# Meet my new pigeon friend!



## msmely (Feb 13, 2011)

So I just came back from the shelter and adopted a new pigeon!
The last pigeon I had couldn't fly so it's quite strange getting used to a pigeon that can fly all over the place!
She's gorgeous but has quite a temper on her. I already got a few wing slaps and pecks but I'm trying to get her used to cuddles and kisses!
Her story. They told me she'd been in the shelter since April, so everyone was quite happy she'd found a home! She's a aprox. 14 month old ex racing pigeon they assumed since she was found exhausted and couldn't fly. She had a tag on her leg but they couldn't contact the owner. 

She has no name yet, that usually comes to us later 


Heres a picture.


__
Sensitive content, not recommended for those under 18
Show Content










Everythings good apart from her poos looking a bit weird. I'm not sure if thats her health or maybe different pigeons poo differently?


----------



## Victor (Dec 18, 2004)

[Items pointing to named objects]

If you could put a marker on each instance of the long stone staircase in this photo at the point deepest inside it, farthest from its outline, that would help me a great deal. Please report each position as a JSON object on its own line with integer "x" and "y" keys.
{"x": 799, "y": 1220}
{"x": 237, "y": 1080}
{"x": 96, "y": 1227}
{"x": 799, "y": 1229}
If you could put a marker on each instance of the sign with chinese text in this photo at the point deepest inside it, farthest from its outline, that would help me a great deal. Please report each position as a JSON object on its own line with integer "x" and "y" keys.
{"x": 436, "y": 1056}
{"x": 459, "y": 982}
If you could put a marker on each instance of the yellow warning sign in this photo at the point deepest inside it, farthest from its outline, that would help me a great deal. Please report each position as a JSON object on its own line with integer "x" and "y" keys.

Instruction A: Please copy the part of the pigeon adoption thread that opens with the words containing "So I just came" and closes with "over the place!", swapping "shelter" for "rescue center".
Instruction B: Carry on the pigeon adoption thread from its last line.
These items are separate from the pigeon adoption thread.

Right answer A:
So I just came back from the rescue center and adopted a new pigeon!
The last pigeon I had couldn't fly so it's quite strange getting used to a pigeon that can fly all over the place!

Right answer B:
Nice looking pigeon indeed. The droppings look to be a "bit off". It is probably just the stress of getting use to a new home and surroundings.


----------



## msmely (Feb 13, 2011)

I think you were exactly right! Because her poos look normal now, she seems less stressed/angry too haha


----------



## Siobhan (Dec 21, 2010)

She's a beauty! My Maggie has slapped us a few times and was quite aloof for a few weeks until she realized she had to stay with us and we weren't going to take her back to her previous home, and then she warmed up nicely and is a dear sweet cuddle bug now. I'm sure yours will come around.


----------



## Jaye (Mar 13, 2008)

That's one hecka cutie there in that first pic !

(....and the white pigeon's not bad, either.....)

...sorry, sorry...some guy was bound to come along & say something....so, better it be me than someone else......


----------



## JM1120 (May 30, 2011)

Is that a Satinette?


----------



## sreeshs (Aug 16, 2009)

Nice pigeon  she also has a crest ?


----------



## msmely (Feb 13, 2011)

> Is that a Satinette?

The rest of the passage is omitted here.